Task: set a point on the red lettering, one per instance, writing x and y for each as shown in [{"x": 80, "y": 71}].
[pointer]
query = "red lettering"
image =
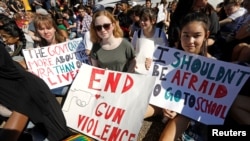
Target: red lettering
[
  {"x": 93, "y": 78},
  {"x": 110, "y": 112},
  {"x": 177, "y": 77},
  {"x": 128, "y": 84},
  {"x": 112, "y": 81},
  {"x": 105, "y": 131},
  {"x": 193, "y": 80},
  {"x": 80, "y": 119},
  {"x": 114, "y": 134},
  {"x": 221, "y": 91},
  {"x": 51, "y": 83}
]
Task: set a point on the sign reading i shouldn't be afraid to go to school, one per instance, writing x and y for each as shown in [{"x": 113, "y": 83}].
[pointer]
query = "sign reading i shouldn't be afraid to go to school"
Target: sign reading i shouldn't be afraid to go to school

* * *

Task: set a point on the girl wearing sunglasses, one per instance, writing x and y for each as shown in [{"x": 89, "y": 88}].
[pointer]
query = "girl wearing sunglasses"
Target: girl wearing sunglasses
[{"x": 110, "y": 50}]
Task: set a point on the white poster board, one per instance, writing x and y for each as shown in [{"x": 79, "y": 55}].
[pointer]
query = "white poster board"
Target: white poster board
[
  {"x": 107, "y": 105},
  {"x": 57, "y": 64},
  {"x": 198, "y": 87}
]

Work instructions ▸
Update the listing from the line with "Task: set a point on the red" to the line with "Target: sign reading" by replacing "one per instance" with "one per occurrence" and keeping everything else the same. Leave the pictures out of your answer.

Response for this exercise ▸
Task: set a point on the red lettering, one per occurrence, writing x and y for each as shown in [{"x": 80, "y": 71}].
[pointer]
query = "red lettering"
image =
Target: red lettering
[
  {"x": 93, "y": 78},
  {"x": 110, "y": 112},
  {"x": 177, "y": 77},
  {"x": 128, "y": 84},
  {"x": 112, "y": 81},
  {"x": 105, "y": 131},
  {"x": 193, "y": 80},
  {"x": 80, "y": 119},
  {"x": 114, "y": 134},
  {"x": 221, "y": 91},
  {"x": 51, "y": 83}
]
Task: set a point on the sign reading i shouldn't be afraid to go to school, one per occurrence, writing x and y for each as shown in [{"x": 113, "y": 83}].
[pointer]
query = "sign reading i shouldn't be afraid to go to school"
Target: sign reading i shouldn't be afraid to go to school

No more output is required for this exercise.